===== SUPPLIED TEXT

The government has dramatically escalated use of the death penalty, especially in the name of fighting terrorism, executing 65 people already in October and 140 so far in 2013. At least one of those executed in October had a court judgment declaring him innocent shortly before he was executed.

Immediately following Maliki’s visit to Washington in December 2011, the prime minister ordered the arrests of Vice President Tariq al-Hashimi and several of his staff, one of whom died in police custody and whose body displayed signs of torture. The arrests kicked off a year in which security forces under Maliki’s direct command threatened and harassed government critics and used state institutions to arrest and charge political opponents without disclosing the evidence against them. The US had a direct role in setting up some of those entities, like the Integrity Commission and inspectors general in the Interior and Defense ministries.

==========

# WHAT TO WORK ON
Answer these from the supplied text above:
(a) How many people does it say were executed so far in 2013?
(b) Whose arrests did the prime minister order right after Maliki's December 2011 visit to Washington?
(c) Which entities does it name as ones the US directly helped set up?

===== DATA BELOW

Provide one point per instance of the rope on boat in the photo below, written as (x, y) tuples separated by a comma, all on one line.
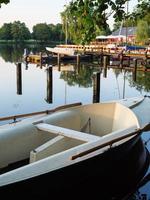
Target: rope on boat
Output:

==========

# OUTPUT FOR THIS EXERCISE
(a) 140 people.
(b) Vice President Tariq al-Hashimi and several of his staff.
(c) The Integrity Commission and the inspectors general in the Interior and Defense ministries.